Exercise: What is needed is a faithful copy of all the entries, with no pictures in it.

Material supplied:
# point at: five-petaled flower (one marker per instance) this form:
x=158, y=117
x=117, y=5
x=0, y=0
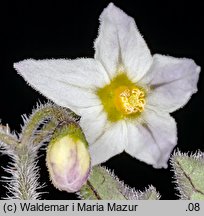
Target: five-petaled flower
x=124, y=95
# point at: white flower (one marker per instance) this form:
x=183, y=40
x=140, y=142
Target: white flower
x=124, y=95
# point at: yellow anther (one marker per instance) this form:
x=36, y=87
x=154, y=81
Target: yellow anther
x=129, y=100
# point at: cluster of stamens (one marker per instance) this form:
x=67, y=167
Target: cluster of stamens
x=131, y=101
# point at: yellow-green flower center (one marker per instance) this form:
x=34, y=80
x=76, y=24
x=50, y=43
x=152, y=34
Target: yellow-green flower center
x=122, y=98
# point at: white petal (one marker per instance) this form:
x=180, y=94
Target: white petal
x=119, y=42
x=153, y=141
x=93, y=122
x=112, y=141
x=69, y=83
x=173, y=81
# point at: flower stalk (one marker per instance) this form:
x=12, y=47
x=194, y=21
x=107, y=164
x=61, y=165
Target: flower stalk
x=104, y=185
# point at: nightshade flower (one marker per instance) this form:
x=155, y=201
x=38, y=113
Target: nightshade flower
x=124, y=95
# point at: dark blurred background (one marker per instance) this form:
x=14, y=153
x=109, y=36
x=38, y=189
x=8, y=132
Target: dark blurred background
x=67, y=30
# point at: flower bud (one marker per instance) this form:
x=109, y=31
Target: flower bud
x=68, y=159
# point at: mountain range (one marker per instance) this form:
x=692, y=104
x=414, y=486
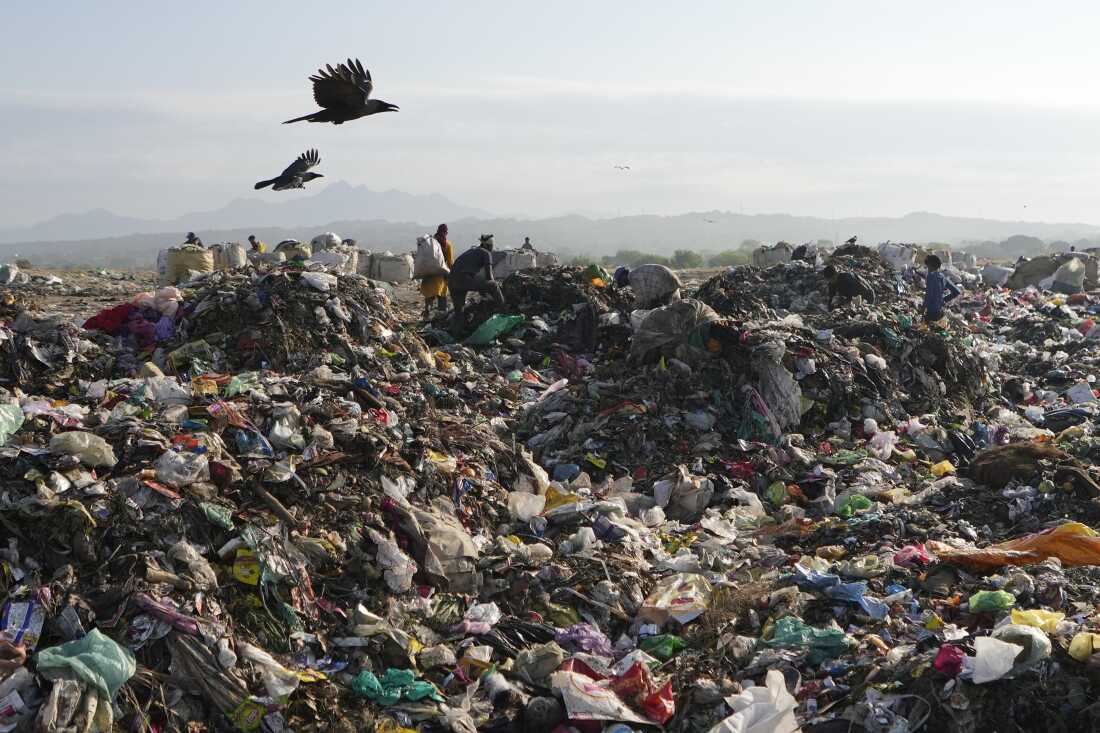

Exercise result:
# point at: five-petaled flower (one marker per instance) this form:
x=158, y=117
x=117, y=5
x=0, y=0
Target: five-petaled flower
x=124, y=95
# point at: white flower (one marker per instance) this form:
x=183, y=40
x=140, y=142
Target: white flower
x=124, y=95
# point at: yellow anther (one marker per instance) this form:
x=36, y=87
x=154, y=81
Target: yellow anther
x=129, y=100
# point at: cluster of stamens (one marker per instance) this form:
x=67, y=167
Target: cluster of stamens
x=131, y=101
# point at: yellow-green flower center (one marker per instance) this form:
x=34, y=80
x=76, y=24
x=50, y=43
x=152, y=34
Target: yellow-green flower center
x=122, y=98
# point at: white petal (one marker per instance) this form:
x=180, y=94
Target: white petal
x=119, y=42
x=153, y=141
x=93, y=122
x=112, y=141
x=69, y=83
x=173, y=81
# point at: flower stalk (one marker per instance) this form:
x=12, y=47
x=194, y=21
x=107, y=164
x=61, y=165
Target: flower stalk
x=104, y=185
# point at: nightshade flower (one marker per instance) this form:
x=155, y=201
x=38, y=113
Target: nightshade flower
x=124, y=95
# point at: dark blurred background (one marker per instance) this form:
x=14, y=153
x=109, y=36
x=38, y=189
x=8, y=132
Target: dark blurred background
x=67, y=30
# point at: flower bud (one marker per instance) this form:
x=109, y=31
Target: flower bud
x=68, y=159
# point at: mountain range (one marker per instance) this form:
x=692, y=104
x=414, y=486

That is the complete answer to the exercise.